==== RECORDED DATA

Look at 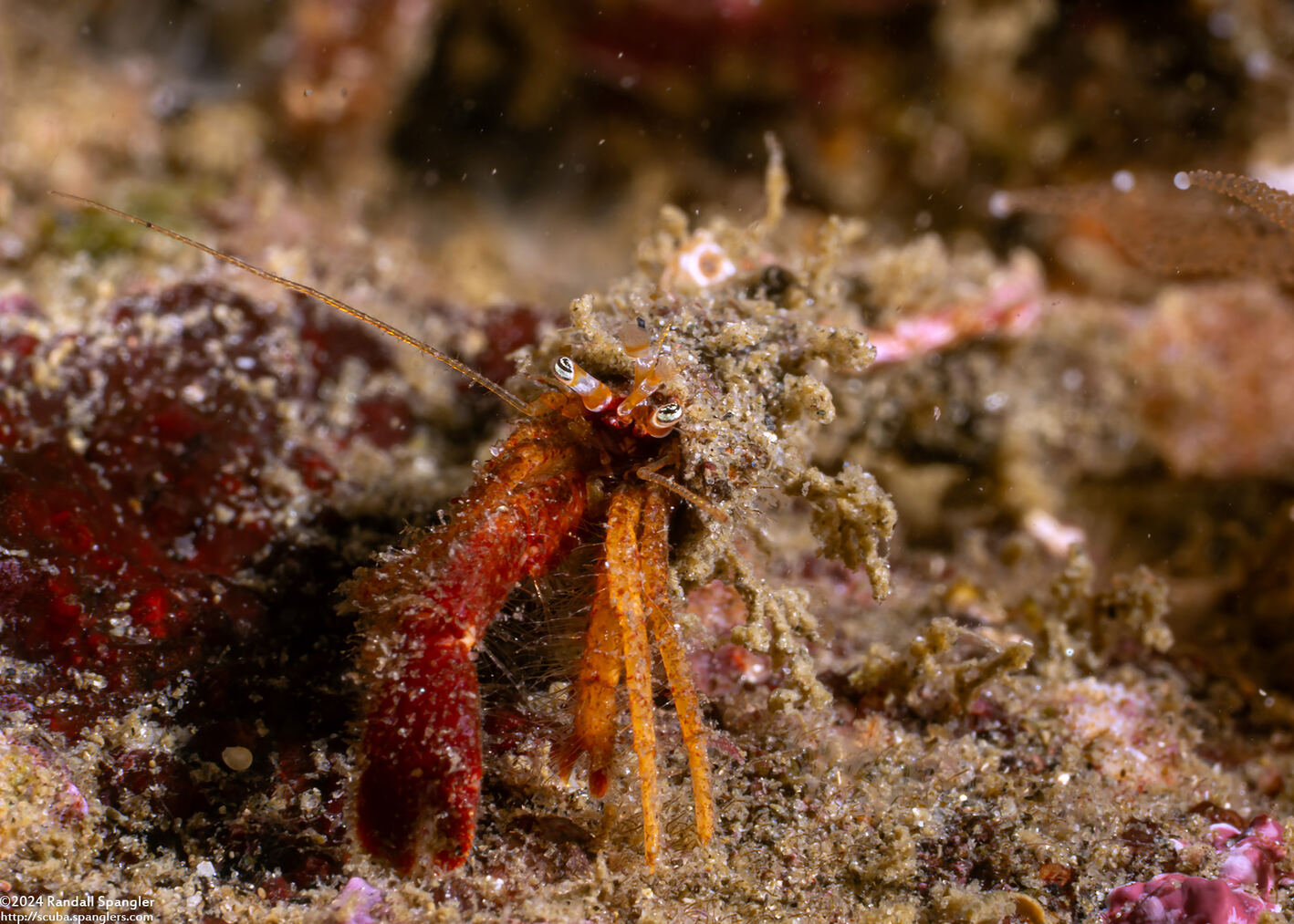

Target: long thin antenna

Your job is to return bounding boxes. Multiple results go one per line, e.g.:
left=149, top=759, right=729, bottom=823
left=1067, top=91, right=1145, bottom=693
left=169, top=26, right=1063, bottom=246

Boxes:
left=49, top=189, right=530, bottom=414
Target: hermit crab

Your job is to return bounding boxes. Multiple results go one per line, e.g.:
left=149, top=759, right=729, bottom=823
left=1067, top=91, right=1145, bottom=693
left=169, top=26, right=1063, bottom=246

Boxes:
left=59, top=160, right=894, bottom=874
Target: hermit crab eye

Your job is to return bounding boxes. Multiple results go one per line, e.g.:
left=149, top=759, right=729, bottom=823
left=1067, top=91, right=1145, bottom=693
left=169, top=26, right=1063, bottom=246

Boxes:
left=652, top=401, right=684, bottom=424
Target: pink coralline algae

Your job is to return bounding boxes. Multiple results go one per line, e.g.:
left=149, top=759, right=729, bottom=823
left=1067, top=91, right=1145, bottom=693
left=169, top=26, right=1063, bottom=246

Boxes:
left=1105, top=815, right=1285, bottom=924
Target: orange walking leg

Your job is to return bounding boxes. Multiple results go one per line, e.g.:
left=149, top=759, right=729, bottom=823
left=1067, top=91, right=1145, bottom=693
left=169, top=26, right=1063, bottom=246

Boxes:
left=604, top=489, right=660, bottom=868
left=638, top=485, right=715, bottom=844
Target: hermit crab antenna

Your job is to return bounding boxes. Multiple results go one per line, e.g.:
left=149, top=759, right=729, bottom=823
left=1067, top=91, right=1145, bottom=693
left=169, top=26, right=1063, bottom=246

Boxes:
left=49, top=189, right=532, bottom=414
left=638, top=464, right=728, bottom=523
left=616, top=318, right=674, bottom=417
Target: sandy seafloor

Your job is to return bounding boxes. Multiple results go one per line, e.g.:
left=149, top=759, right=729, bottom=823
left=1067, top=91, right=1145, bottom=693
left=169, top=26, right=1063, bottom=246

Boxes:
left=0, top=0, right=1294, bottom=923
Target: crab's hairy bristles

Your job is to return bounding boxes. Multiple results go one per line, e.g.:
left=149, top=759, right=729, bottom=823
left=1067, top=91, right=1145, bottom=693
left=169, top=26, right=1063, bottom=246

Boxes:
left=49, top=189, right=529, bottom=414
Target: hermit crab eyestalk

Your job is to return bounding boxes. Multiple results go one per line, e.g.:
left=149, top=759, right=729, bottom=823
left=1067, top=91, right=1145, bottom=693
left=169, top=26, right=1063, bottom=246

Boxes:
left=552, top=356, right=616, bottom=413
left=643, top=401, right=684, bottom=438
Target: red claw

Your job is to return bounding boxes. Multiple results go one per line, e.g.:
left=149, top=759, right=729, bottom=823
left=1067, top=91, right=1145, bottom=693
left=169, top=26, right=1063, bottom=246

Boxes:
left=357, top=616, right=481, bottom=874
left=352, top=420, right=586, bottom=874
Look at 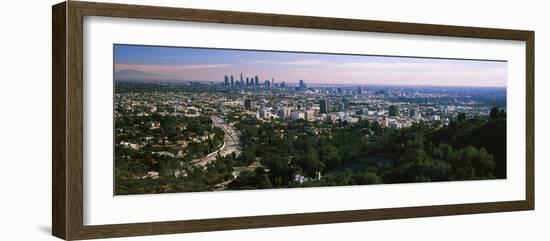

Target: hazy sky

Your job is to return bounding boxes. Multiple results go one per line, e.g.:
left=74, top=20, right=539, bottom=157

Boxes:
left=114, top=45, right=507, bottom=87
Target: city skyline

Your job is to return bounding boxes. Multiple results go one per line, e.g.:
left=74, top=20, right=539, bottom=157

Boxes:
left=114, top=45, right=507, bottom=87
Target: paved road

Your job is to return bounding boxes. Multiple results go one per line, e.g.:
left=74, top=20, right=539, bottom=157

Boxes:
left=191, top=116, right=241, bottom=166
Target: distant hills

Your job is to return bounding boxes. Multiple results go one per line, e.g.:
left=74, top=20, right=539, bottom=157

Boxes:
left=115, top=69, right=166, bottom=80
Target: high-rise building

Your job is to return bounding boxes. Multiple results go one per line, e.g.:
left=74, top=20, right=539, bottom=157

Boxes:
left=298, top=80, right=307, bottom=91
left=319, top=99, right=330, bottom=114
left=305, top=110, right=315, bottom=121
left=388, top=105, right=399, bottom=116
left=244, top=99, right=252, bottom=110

========

** DIRECTIONS FOR THIS TASK **
Reproduce all of the material above word for word, leaving out the pictures.

** RESPONSE BELOW **
Look at 

Target: long thin antenna

Your job is to return bounding boxes. Multiple results go one per line, e.g.:
left=149, top=759, right=729, bottom=823
left=1067, top=91, right=1145, bottom=693
left=169, top=26, right=1063, bottom=246

Boxes:
left=49, top=189, right=530, bottom=414
Target: hermit crab

Your job is to return bounding boxes. Multiple results go one per line, e.g.:
left=149, top=759, right=729, bottom=823
left=1067, top=91, right=1145, bottom=693
left=169, top=26, right=1063, bottom=246

Boxes:
left=59, top=160, right=894, bottom=874
Target: hermit crab eye

Your job is to return bounding boxes. Multiple results go one per line, e.g.:
left=149, top=759, right=729, bottom=823
left=1067, top=91, right=1145, bottom=693
left=169, top=26, right=1063, bottom=246

Boxes:
left=652, top=401, right=684, bottom=424
Target: pink coralline algae

Your job is to return bounding boxes. Multiple results go one per line, e.g.:
left=149, top=759, right=729, bottom=823
left=1067, top=91, right=1145, bottom=693
left=169, top=26, right=1063, bottom=246

Boxes:
left=1105, top=815, right=1285, bottom=924
Target: orange walking leg

Your job is to return bounding boxes. Multiple results go one per line, e.g.:
left=149, top=759, right=729, bottom=823
left=1067, top=91, right=1145, bottom=693
left=169, top=26, right=1063, bottom=246

Boxes:
left=604, top=489, right=660, bottom=868
left=638, top=485, right=715, bottom=844
Target: hermit crab antenna

Your job is to return bounding boxes. Multiple results go one per line, e.g.:
left=149, top=759, right=729, bottom=823
left=1067, top=91, right=1145, bottom=693
left=169, top=26, right=1063, bottom=246

Boxes:
left=49, top=189, right=532, bottom=414
left=638, top=464, right=728, bottom=523
left=616, top=318, right=674, bottom=417
Target: sandy seafloor

Your job is to return bounding boxes. Multiple results go one per line, e.g.:
left=149, top=759, right=729, bottom=823
left=1067, top=91, right=1145, bottom=693
left=169, top=26, right=1063, bottom=246

Boxes:
left=0, top=0, right=1294, bottom=923
Target: crab's hairy bristles

Your job is to return bounding boxes. Multiple results go one per line, e.g.:
left=149, top=759, right=729, bottom=823
left=1067, top=91, right=1145, bottom=693
left=169, top=26, right=1063, bottom=246

Boxes:
left=49, top=189, right=529, bottom=414
Target: hermit crab eyestalk

Your job is to return bounding boxes. Multiple results go one per line, e.g.:
left=149, top=759, right=729, bottom=823
left=1067, top=91, right=1145, bottom=693
left=169, top=26, right=1063, bottom=246

Boxes:
left=552, top=356, right=616, bottom=413
left=643, top=401, right=684, bottom=438
Target: red claw

Your job is to return bounding boxes. Multiple results go one per line, e.g.:
left=149, top=759, right=729, bottom=823
left=1067, top=91, right=1145, bottom=693
left=169, top=26, right=1063, bottom=246

Boxes:
left=357, top=616, right=481, bottom=874
left=352, top=420, right=586, bottom=874
Look at 

Target: hazy sky

Your job is to return bounding boxes. Multiple results go one per line, e.g.:
left=74, top=20, right=539, bottom=157

Boxes:
left=114, top=45, right=507, bottom=87
Target: city skyline

Your job is to return bounding boxes. Multiple results go one per line, e.g.:
left=74, top=20, right=539, bottom=157

Boxes:
left=114, top=45, right=507, bottom=87
Target: paved road

Your job is to return bounding boxes. Multiple results go one per line, e.g.:
left=74, top=20, right=539, bottom=157

Boxes:
left=191, top=116, right=241, bottom=166
Target: distant hills

Your job is to return bounding boxes. Multiple results go one per line, e.g.:
left=74, top=20, right=539, bottom=157

Boxes:
left=115, top=69, right=166, bottom=80
Target: high-rise building

Your job is to return bounding boxes. Multiple results go one per line, e.g.:
left=74, top=20, right=539, bottom=157

Boxes:
left=298, top=80, right=307, bottom=91
left=319, top=99, right=330, bottom=114
left=305, top=110, right=315, bottom=121
left=388, top=105, right=399, bottom=116
left=244, top=99, right=252, bottom=110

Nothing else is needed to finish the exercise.